Entries from a data source
»»

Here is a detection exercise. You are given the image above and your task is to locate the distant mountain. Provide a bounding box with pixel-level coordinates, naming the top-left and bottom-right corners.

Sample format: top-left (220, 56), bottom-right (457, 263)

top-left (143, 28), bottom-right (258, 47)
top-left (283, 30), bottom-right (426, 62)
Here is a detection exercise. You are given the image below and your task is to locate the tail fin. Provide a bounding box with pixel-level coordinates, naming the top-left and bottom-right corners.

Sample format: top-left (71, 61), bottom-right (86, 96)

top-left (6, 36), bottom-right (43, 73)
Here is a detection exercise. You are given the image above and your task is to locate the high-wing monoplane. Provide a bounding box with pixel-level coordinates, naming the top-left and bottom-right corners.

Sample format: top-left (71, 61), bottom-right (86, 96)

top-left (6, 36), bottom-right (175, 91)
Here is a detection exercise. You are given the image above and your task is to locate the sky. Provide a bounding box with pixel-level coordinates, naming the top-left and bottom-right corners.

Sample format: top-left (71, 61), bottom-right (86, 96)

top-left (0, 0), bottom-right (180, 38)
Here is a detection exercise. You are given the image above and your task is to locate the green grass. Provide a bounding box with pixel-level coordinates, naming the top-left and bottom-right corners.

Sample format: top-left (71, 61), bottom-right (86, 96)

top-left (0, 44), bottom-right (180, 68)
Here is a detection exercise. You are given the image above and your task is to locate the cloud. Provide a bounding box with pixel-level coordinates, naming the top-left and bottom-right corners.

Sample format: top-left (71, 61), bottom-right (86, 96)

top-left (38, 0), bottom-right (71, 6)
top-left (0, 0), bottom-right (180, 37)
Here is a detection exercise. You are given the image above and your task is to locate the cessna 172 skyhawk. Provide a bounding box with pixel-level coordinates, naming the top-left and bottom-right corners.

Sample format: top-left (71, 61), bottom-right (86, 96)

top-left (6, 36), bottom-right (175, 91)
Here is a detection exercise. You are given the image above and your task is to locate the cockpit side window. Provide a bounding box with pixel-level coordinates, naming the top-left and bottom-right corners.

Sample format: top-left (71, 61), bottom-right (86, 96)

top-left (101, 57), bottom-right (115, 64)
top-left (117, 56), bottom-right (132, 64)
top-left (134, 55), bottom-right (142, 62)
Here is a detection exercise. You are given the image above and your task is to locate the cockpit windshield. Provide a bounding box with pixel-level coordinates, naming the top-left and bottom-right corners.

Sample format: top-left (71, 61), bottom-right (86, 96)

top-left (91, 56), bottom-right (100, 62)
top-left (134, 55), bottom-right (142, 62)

««
»»

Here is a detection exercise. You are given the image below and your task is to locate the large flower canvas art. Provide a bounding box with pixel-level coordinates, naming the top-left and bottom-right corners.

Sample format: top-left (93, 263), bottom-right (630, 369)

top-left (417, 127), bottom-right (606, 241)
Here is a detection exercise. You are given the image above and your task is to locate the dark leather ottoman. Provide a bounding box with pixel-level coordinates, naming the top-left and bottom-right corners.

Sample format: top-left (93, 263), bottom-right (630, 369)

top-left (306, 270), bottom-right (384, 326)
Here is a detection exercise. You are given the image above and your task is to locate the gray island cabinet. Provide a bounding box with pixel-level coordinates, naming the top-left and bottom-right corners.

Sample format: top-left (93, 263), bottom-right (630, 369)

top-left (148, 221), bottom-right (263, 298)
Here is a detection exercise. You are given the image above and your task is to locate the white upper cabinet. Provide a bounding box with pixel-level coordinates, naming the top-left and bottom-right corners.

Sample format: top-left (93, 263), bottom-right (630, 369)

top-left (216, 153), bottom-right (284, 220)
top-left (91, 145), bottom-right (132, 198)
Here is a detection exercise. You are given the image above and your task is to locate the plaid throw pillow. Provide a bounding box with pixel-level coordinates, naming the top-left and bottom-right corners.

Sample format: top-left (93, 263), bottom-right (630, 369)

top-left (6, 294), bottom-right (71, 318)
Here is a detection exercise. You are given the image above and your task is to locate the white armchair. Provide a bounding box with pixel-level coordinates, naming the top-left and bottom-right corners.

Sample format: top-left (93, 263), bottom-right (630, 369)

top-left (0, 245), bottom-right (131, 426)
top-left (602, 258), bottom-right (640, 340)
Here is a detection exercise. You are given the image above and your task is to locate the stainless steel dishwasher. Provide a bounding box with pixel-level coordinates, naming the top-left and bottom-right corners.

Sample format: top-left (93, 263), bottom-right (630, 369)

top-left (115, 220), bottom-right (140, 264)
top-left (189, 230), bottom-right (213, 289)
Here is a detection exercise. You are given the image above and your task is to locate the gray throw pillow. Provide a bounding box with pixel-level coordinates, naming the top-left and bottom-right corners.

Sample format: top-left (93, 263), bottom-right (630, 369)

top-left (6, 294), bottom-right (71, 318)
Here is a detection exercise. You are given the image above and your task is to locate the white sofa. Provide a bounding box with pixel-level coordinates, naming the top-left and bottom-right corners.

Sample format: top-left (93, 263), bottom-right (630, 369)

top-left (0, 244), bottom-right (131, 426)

««

**Requirements**
Rewrite the lines as a Markdown table with the columns Row and Text, one row per line and with blank lines omitted. Begin at the line containing "locate the sky." and stop after the line containing "top-left (0, 0), bottom-right (180, 38)".

**Solution for this problem**
| Row | Text |
|---|---|
| 1 | Here is a detection exercise. You are given the image above and your task is to locate the sky. Provide a bounding box with pixel-level coordinates, naming the top-left and bottom-right corners. |
| 2 | Sample format: top-left (71, 61), bottom-right (86, 96) |
| 3 | top-left (0, 0), bottom-right (180, 38) |